→ **GOAL**: Copy the records below word for word, starting with the line that contains "Annotation task — mark the lion's tail" and going on through the line that contains "<point>140,54</point>".

____ DATASET EXTRACT

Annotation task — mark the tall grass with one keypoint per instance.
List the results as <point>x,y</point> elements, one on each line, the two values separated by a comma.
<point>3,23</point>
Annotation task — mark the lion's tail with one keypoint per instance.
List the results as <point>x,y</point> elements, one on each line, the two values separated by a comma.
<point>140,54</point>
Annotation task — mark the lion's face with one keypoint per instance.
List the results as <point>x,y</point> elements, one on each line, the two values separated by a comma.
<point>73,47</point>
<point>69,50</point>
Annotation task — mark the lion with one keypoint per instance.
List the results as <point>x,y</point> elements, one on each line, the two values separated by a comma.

________

→ **ANSWER TO THE TASK**:
Annotation task — mark the lion's tail with one keypoint per instance.
List the results as <point>x,y</point> elements, one on each line, the two values separated by a comma.
<point>140,54</point>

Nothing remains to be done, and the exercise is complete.